▶ WHAT THIS TASK INVOLVES: Set down, character for character, everything in the records below from the line holding "target | suede desert boot" down to the line holding "target | camouflage trousers", and no other line.

▶ GIVEN RECORDS:
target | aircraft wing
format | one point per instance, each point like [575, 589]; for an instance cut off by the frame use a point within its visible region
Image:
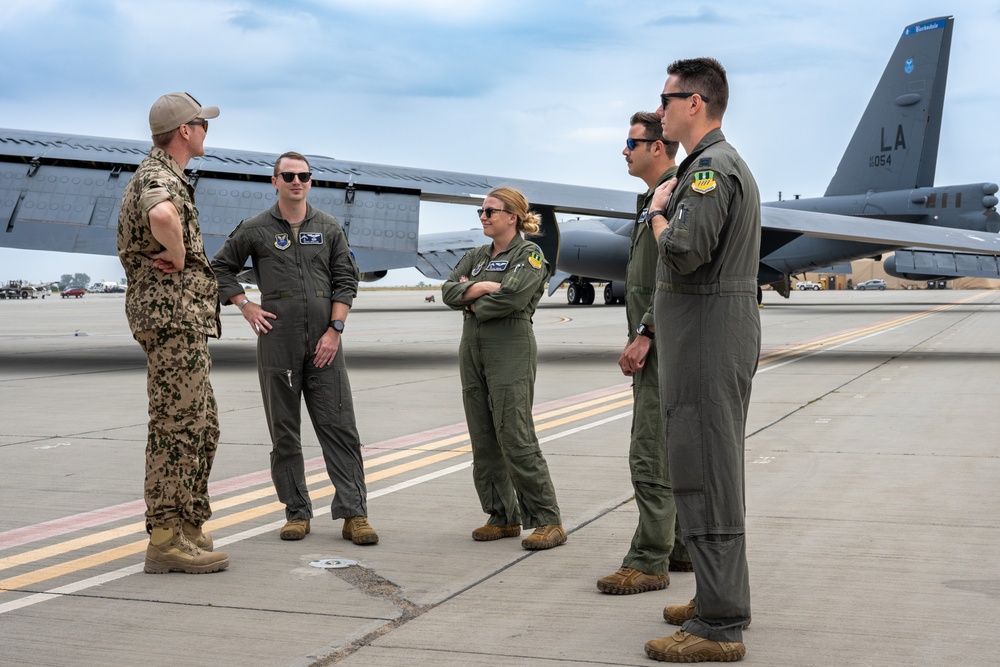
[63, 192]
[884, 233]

---

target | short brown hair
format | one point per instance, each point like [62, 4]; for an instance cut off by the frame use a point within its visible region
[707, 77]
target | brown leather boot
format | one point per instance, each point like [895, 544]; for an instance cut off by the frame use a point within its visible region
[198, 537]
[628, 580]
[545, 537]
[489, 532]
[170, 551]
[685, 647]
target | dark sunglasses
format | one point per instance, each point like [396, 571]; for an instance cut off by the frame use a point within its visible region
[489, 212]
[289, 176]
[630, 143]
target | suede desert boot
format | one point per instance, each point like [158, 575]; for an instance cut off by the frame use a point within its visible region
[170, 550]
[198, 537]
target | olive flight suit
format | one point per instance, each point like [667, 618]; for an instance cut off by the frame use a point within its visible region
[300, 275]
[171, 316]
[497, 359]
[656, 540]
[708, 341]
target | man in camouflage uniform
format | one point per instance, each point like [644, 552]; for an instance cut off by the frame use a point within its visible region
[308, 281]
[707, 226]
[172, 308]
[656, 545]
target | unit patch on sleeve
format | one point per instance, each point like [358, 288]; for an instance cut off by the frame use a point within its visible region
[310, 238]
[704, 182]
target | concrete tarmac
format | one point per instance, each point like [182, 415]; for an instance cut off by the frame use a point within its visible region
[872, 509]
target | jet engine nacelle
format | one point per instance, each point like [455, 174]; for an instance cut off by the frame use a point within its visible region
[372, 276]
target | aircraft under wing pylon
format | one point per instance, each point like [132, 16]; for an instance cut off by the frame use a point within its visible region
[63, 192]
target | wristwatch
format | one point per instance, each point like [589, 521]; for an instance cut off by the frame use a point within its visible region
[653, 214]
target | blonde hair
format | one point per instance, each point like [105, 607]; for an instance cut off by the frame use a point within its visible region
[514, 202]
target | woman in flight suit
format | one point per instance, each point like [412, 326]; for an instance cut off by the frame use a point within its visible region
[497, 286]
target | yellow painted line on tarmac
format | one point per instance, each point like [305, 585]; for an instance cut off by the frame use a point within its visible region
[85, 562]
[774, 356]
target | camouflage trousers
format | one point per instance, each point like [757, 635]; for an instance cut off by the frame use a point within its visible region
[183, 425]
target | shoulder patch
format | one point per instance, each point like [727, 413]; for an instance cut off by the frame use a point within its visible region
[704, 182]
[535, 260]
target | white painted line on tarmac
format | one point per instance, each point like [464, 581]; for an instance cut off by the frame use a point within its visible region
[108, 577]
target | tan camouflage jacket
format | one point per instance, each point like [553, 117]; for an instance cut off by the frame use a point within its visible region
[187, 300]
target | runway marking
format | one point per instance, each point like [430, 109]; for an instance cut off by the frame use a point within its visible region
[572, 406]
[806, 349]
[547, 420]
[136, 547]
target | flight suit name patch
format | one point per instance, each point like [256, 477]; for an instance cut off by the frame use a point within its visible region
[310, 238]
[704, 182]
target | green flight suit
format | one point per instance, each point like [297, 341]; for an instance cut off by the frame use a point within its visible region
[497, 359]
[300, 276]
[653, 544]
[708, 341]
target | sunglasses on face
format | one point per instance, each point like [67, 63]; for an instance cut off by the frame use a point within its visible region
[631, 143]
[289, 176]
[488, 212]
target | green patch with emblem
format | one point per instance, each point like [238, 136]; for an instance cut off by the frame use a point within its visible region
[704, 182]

---

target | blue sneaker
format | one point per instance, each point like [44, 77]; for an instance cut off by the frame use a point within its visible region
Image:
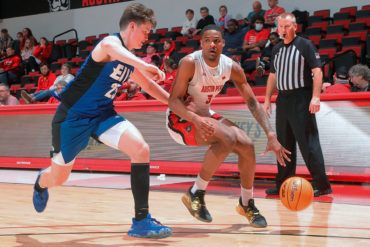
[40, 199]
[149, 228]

▶ RESPONSE AREA:
target | suede desert boot
format | one point per instance, each point like [158, 575]; for an instance cut off by the frame use a point within its visible region
[170, 550]
[198, 537]
target | olive flight suit
format | one point per instance, each point like [667, 618]; for an instance cut off by the frame use a point within its visible region
[300, 275]
[171, 316]
[497, 359]
[656, 540]
[708, 341]
target | man in camouflage uniform
format | one point per instance, each point like [644, 552]; for an instance cut off by the frame use a point within its visible region
[308, 281]
[707, 226]
[172, 308]
[656, 545]
target | unit patch on sleeve
format | one point per instance, each point like [358, 288]; for an instance cut off by the frame use a point within its visible region
[310, 238]
[704, 182]
target | concrete tarmac
format | one point per instance, each point like [182, 415]; for an instance cut off by the frame use a point within its visible region
[872, 509]
target | jet engine nacelle
format | one point per instance, each point like [455, 174]; for an instance cut off by the frame use a point within its visible region
[372, 276]
target | aircraft under wing pylon
format | one point per instance, each point like [132, 16]; for an instance cut off by the frame use a point within its visible region
[63, 192]
target | wristwatch
format | one point per instance, each point like [589, 521]; for an instance cut off by the frame use a point within its visible region
[653, 214]
target | blonde hair
format | one point per instance, each point like [105, 607]; for an instance cut off by the frame use a point within its visible region
[514, 202]
target | woman in flight suit
format | one point per instance, each point like [412, 326]; for an instance cut off by the frame use a point within its visible region
[497, 286]
target | yellow painted line on tarmac
format | one point per instance, each point like [305, 585]; for an instance cut off by the frame use a point within its visible region
[85, 562]
[774, 356]
target | camouflage trousers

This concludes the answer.